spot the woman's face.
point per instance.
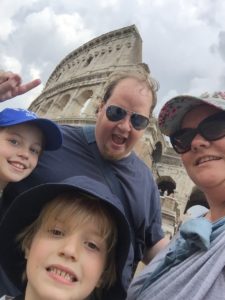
(205, 162)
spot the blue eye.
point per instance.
(35, 151)
(14, 142)
(56, 232)
(92, 246)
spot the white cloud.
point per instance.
(183, 41)
(10, 63)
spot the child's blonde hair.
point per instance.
(78, 209)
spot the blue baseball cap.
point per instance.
(26, 208)
(51, 131)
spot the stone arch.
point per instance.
(44, 108)
(157, 152)
(81, 104)
(59, 104)
(166, 185)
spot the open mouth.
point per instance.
(62, 273)
(202, 160)
(17, 165)
(118, 139)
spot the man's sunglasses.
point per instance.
(115, 113)
(212, 128)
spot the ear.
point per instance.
(100, 282)
(27, 252)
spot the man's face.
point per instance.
(116, 140)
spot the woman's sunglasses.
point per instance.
(212, 128)
(115, 113)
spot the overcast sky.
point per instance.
(183, 40)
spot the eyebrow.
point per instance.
(22, 137)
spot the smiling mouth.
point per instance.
(17, 165)
(206, 159)
(65, 275)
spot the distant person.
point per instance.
(23, 138)
(70, 243)
(105, 152)
(192, 266)
(197, 205)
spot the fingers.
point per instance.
(28, 86)
(10, 85)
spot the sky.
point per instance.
(183, 40)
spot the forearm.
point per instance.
(150, 253)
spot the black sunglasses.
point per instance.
(115, 113)
(212, 128)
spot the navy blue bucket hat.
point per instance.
(16, 116)
(28, 205)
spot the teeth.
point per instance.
(18, 165)
(208, 158)
(63, 274)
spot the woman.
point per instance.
(192, 266)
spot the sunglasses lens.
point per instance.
(115, 113)
(139, 122)
(181, 140)
(213, 130)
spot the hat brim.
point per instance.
(173, 111)
(51, 131)
(26, 208)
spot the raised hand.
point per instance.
(11, 85)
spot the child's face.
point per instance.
(64, 262)
(20, 147)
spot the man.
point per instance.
(121, 119)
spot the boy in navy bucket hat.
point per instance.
(23, 137)
(71, 242)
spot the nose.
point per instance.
(69, 249)
(199, 142)
(125, 123)
(24, 153)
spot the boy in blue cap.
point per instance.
(70, 243)
(23, 137)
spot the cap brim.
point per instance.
(173, 111)
(51, 131)
(26, 207)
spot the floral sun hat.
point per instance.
(174, 110)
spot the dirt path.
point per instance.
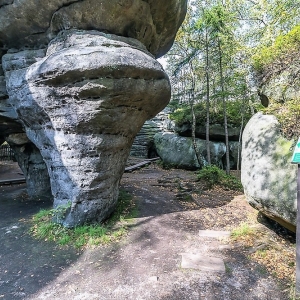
(149, 262)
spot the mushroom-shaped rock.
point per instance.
(33, 23)
(82, 78)
(82, 106)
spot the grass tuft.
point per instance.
(114, 228)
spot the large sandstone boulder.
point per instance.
(34, 23)
(32, 164)
(82, 106)
(82, 78)
(268, 177)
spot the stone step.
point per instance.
(214, 234)
(202, 262)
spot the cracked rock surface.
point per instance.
(82, 105)
(33, 23)
(81, 78)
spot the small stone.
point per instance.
(214, 233)
(203, 263)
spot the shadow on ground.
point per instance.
(27, 265)
(146, 265)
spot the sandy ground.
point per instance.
(147, 263)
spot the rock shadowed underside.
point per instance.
(82, 78)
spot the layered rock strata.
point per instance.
(81, 76)
(82, 105)
(26, 153)
(32, 164)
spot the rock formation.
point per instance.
(268, 177)
(179, 151)
(86, 93)
(26, 153)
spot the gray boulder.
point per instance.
(268, 177)
(179, 151)
(86, 94)
(82, 106)
(216, 132)
(34, 23)
(32, 164)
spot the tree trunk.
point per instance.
(224, 109)
(207, 99)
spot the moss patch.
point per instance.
(86, 235)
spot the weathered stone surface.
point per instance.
(268, 177)
(143, 144)
(32, 164)
(235, 155)
(33, 23)
(179, 151)
(216, 132)
(82, 106)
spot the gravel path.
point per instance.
(162, 257)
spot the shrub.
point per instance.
(86, 235)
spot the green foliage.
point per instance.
(288, 115)
(213, 175)
(183, 115)
(243, 230)
(86, 235)
(283, 46)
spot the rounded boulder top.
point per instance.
(33, 23)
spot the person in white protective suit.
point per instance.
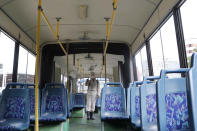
(92, 95)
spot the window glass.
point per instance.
(22, 65)
(156, 53)
(168, 36)
(6, 59)
(164, 49)
(31, 68)
(26, 66)
(144, 61)
(189, 26)
(139, 66)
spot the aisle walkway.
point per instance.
(82, 124)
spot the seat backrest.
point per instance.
(79, 100)
(192, 91)
(15, 105)
(32, 101)
(148, 103)
(54, 101)
(172, 102)
(113, 102)
(135, 102)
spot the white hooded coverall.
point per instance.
(93, 93)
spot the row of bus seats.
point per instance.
(156, 103)
(165, 103)
(18, 105)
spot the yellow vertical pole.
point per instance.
(58, 25)
(37, 65)
(67, 68)
(105, 68)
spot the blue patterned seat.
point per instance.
(172, 102)
(193, 90)
(113, 102)
(79, 100)
(148, 103)
(14, 113)
(53, 106)
(32, 101)
(135, 103)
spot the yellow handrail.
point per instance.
(37, 65)
(108, 34)
(112, 19)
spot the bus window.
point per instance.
(26, 66)
(6, 60)
(164, 48)
(189, 27)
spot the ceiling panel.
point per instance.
(130, 18)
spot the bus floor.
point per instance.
(82, 124)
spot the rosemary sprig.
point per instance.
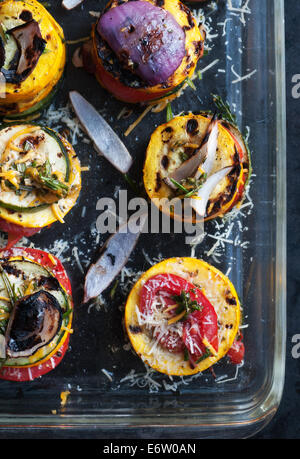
----
→ WHAT TO DO: Search the entries for the string "woman" and copy each line where it occurs.

→ TASK ANSWER:
spot the woman's face.
spot the woman's sunglasses.
spot the woman.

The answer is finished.